- _SELECTED EXCERPT_:

────────────────────────────────────────

Work-related stress is not an uncommon occurrence and, its triggers are usually pretty straightforward. For example, how familiar is the following list of stress triggers to you?

  • Sudden change of pace and environment
  • A lost promotion
  • Communication barriers
  • Sudden crisis
  • Long, continuous working hours
  • Poor salary and lack of timely appraisal
  • Role conflicts and poor job description boundaries
  • Lack of career development
  • Monotonous work profile (aka assembly-line work)
  • Unmet expectations
  • Chaotic and emotional work environment.

And stress comes with all sorts of behavioral and physiological modifiers. For instance, it’s not uncommon for us to find ourselves irritable, confused, and without interest when we are experiencing stress. Our bodies may show other adjustments, like irregular blood pressure, migraine headaches, changes in appetite and weight gain, sudden hair loss.

The good news is, once we fully understand the problem, it’s easier to find a solution to match. The following tips are tried and true for successful stress management.

1. Clean Your Workspace

 

This is wherever you do most of your work, be it at home or at the office. Give it a good cleaning. Re-instate your work station. Give yourself a fresh start and your workstation too. Stress management at work starts with ‘chaos management’ –it’s important that our immediate environment is organized to avoid confusion and burnout. By simplifying our work station, we open ourselves to being more organized and productive, and small tasks that tend to fall through the cracks are more easily caught and can be incorporated into manageable workflows. Sometimes our stress is simply due to a lack of organization and an inability to keep all our changing tasks clear in our minds.

────────────────────────────────────────

- _DATA PROVIDED_:
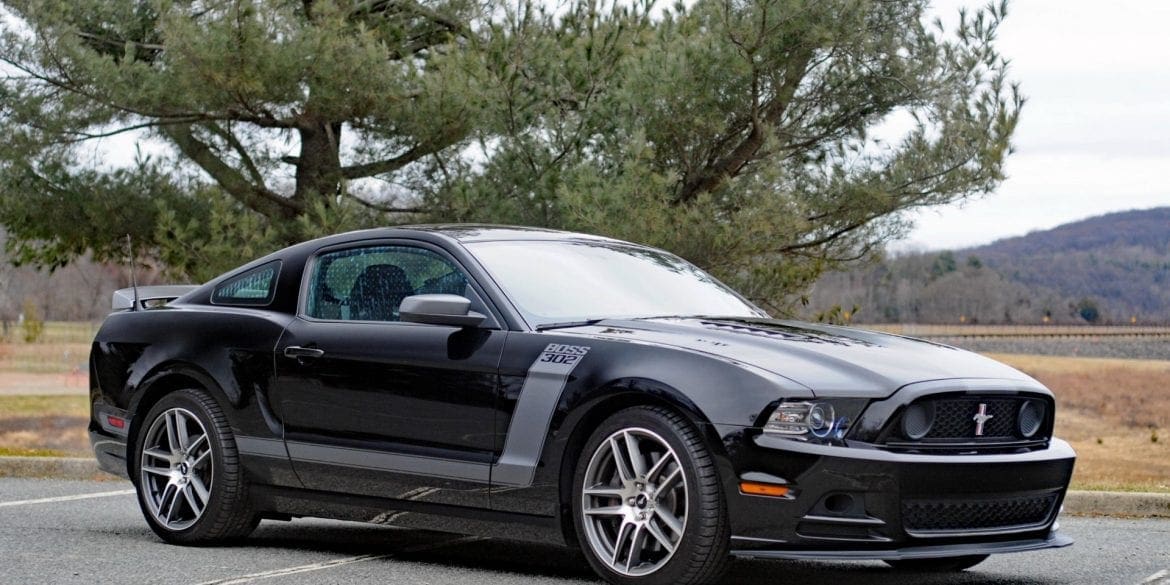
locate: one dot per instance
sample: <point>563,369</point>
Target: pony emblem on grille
<point>981,419</point>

────────────────────────────────────────

- _GIVEN REQUEST 1_:
Translate this sentence from the text on work-related stress into Spanish: "The good news is, once we fully understand the problem, it’s easier to find a solution to match."
- _GIVEN REQUEST 2_:
Reproduce the text on work-related stress starting with "Work-related stress is" and going on through "emotional work environment.", substituting "Language barriers" for "Communication barriers".
Rely solely on the text about work-related stress.

- _EXERCISE OUTPUT 1_:
La buena noticia es que, una vez que comprendemos plenamente el problema, es más fácil encontrar una solución adecuada.

- _EXERCISE OUTPUT 2_:
Work-related stress is not an uncommon occurrence and, its triggers are usually pretty straightforward. For example, how familiar is the following list of stress triggers to you?

  • Sudden change of pace and environment
  • A lost promotion
  • Language barriers
  • Sudden crisis
  • Long, continuous working hours
  • Poor salary and lack of timely appraisal
  • Role conflicts and poor job description boundaries
  • Lack of career development
  • Monotonous work profile (aka assembly-line work)
  • Unmet expectations
  • Chaotic and emotional work environment.